## PROBLEM TO SOLVE:
Continue the mailing-list reply about the amd64-agp driver's probing of every PCI device, starting right after its last sentence.

## PASSAGE TO READ:
_ _ _

You'd have to add parentheses and parameters, i.e.

  agp_amd64_pci_driver.probe(...)

to invoke the probe hook directly.  However, that wouldn't be an
acceptable approach, one needs to go through the API of the
driver core and not do things behind the driver core's back.


> > I had already prepared a fix for this, but waited for 0-day to
> > crunch through it.  I've just submitted it, so that's what I had
> > in mind:
> > 
> > https://lore.kernel.org/r/f8ff40f35a9a5836d1371f60e85c09c5735e3c5e.1750497201.git.lukas@wunner.de/
> 
> That one I've seen even prior to catching this one, and this is
> originally what I had in mind based on what commit 6fd024893911
> ("amd64-agp: Probe unknown AGP devices the right way") removed (i.e.
> !pci_find_capability) when you suggested checking for caps beforehand,
> but I figured "why make other calls when .probe already does it right
> off the bat?"

Right, it is somewhat silly, but this driver is for 20+ year old hardware
which is likely no longer in heavy use, the driver itself isn't actively
maintained anymore and might be dropped in a few years, so this approach
seemed like the least ugly and most acceptable option.

The real crime was to probe *any* PCI device and even make that the
default.  I think vfio_pci is probably the only other driver that
probes *any* PCI device and it does that only if requested by user
space I believe.  We'd risk regressing users if we changed the
"probe everything by default" behavior, so that's not a good option.

_ _ _

## RECORDED INFORMATION:
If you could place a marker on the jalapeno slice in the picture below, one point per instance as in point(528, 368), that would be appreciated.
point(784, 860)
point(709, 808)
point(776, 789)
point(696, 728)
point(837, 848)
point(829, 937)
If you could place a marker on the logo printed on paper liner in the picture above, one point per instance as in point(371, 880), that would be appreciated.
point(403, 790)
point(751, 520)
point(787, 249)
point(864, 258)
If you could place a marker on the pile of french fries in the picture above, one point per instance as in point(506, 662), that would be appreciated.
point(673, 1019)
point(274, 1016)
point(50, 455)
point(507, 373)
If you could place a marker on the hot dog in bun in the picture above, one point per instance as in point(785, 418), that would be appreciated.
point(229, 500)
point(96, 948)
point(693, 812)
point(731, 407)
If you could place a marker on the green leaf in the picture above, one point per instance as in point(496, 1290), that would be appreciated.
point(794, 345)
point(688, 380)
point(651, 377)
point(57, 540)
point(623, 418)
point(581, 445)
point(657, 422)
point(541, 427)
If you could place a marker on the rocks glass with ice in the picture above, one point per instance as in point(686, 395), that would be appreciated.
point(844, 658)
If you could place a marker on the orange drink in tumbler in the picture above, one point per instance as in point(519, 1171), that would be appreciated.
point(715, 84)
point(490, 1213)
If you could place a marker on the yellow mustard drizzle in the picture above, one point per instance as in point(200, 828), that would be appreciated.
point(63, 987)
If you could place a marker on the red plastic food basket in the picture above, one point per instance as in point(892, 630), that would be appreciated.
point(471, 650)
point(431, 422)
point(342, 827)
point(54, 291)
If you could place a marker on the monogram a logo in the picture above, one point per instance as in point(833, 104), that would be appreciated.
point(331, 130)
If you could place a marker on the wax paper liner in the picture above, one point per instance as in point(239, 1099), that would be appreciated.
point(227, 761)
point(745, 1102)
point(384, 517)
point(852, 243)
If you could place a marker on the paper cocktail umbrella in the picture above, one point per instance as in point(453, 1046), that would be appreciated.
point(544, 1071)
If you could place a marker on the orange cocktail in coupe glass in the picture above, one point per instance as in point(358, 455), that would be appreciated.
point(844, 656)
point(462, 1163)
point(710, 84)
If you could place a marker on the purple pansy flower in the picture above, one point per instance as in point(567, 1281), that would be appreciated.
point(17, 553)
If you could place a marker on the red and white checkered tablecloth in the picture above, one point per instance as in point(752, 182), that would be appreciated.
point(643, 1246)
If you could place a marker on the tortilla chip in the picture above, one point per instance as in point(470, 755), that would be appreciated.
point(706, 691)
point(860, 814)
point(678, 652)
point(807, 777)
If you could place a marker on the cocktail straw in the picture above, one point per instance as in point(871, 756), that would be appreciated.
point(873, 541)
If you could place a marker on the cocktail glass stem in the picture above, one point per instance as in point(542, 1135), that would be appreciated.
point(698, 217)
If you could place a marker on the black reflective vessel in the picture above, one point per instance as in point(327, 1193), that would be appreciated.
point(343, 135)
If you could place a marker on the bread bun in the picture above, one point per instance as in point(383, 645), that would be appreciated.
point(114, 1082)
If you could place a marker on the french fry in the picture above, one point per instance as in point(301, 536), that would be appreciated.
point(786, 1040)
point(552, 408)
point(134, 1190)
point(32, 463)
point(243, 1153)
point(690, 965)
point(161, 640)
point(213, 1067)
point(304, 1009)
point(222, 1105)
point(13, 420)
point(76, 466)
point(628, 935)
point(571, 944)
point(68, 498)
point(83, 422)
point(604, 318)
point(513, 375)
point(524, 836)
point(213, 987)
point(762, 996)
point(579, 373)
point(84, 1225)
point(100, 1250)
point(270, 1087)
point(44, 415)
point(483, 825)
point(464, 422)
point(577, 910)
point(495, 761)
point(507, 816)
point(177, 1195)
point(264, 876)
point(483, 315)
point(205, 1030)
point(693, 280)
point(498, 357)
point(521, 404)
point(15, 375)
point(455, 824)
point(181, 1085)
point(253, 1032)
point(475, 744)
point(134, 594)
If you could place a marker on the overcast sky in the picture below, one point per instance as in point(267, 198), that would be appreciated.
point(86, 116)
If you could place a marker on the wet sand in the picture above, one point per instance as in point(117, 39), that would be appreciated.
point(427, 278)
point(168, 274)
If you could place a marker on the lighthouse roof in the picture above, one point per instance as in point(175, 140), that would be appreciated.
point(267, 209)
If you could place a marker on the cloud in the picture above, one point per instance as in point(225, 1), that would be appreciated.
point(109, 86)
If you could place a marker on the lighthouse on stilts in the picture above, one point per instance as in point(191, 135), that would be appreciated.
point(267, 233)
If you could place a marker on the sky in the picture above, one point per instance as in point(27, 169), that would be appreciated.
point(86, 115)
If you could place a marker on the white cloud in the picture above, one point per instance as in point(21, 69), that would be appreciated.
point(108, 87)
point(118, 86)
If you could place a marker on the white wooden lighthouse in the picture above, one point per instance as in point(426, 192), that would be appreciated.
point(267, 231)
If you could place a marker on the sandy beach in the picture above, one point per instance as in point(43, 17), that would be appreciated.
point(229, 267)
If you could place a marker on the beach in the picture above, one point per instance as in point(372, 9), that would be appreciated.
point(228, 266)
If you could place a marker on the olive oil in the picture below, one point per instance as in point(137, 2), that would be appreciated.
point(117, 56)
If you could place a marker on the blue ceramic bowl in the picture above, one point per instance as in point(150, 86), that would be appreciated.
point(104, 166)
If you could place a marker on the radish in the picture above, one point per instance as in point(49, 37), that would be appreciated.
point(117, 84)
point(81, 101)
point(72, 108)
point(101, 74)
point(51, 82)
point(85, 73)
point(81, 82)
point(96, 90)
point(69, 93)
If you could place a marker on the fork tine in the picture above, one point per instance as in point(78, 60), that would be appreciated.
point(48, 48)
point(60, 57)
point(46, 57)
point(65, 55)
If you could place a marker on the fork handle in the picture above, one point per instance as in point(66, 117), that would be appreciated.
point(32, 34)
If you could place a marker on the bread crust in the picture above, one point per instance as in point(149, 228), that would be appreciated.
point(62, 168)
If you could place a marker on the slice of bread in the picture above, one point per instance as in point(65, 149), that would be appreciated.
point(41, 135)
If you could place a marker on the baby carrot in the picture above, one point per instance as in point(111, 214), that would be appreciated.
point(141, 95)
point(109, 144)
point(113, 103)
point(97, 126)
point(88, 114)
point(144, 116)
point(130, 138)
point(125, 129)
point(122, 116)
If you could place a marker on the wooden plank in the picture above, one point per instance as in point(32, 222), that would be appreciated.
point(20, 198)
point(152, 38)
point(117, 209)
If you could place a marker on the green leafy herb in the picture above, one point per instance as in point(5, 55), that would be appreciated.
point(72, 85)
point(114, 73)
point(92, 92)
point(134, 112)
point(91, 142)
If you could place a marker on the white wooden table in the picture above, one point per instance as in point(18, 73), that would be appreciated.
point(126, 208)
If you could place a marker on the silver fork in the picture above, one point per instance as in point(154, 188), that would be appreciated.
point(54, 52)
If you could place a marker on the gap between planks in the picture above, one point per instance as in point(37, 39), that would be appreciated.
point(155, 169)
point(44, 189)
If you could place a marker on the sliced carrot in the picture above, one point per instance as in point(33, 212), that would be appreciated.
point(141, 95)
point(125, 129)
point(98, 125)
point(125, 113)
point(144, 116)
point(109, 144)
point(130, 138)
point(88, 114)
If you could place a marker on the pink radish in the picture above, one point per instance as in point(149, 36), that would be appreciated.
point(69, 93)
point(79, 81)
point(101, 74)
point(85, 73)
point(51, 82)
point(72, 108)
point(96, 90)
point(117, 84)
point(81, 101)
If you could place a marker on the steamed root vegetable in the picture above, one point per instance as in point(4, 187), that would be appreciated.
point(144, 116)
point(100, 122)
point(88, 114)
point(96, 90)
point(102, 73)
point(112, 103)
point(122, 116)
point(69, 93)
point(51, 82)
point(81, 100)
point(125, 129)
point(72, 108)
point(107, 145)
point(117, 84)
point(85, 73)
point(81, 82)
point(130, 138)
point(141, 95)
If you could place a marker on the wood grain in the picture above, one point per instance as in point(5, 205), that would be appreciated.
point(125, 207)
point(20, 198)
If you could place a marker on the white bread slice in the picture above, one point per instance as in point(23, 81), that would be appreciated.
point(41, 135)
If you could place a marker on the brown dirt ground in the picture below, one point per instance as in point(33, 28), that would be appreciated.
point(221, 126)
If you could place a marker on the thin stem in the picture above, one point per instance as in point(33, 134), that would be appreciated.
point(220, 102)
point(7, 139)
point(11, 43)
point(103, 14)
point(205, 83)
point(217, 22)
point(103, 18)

_ _ _

## ANSWER FOR THE TASK:
Thanks,

Lukas
Re: [RFC PATCH] amd64-agp: do not bind to pci driver if probing fails
Posted by Ahmed Salem 3 months, 2 weeks ago
On 25/06/21 09:21PM, Lukas Wunner wrote:
> On Sat, Jun 21, 2025 at 07:15:31PM +0300, Ahmed Salem wrote:
> > On 25/06/21 11:46AM, Lukas Wunner wrote:
> > > On Sat, Jun 21, 2025 at 04:55:52AM +0300, Ahmed Salem wrote:
> > > > --- a/drivers/char/agp/amd64-agp.c
> > > > +++ b/drivers/char/agp/amd64-agp.c
> > > > @@ -768,10 +768,15 @@ int __init agp_amd64_init(void)
> > > >  
> > > >  		/* Look for any AGP bridge */
> > > >  		agp_amd64_pci_driver.id_table = agp_amd64_pci_promisc_table;
> > > > -		err = driver_attach(&agp_amd64_pci_driver.driver);
> > > > -		if (err == 0 && agp_bridges_found == 0) {
> > > > +		if ((int *)agp_amd64_pci_driver.probe != 0) {
> > > >  			pci_unregister_driver(&agp_amd64_pci_driver);
> > > >  			err = -ENODEV;
> > > > +		} else {
> > > > +			err = driver_attach(&agp_amd64_pci_driver.driver);
> > > > +			if (err == 0 && agp_bridges_found == 0) {
> > > > +				pci_unregister_driver(&agp_amd64_pci_driver);
> > > > +				err = -ENODEV;
> > > > +			}
> > > 
> > > Is the "probe" member in agp_amd64_pci_driver overwritten with a
> > > zero pointer anywhere?  I don't see that it is, so it seems the
> > > else-branch is never entered.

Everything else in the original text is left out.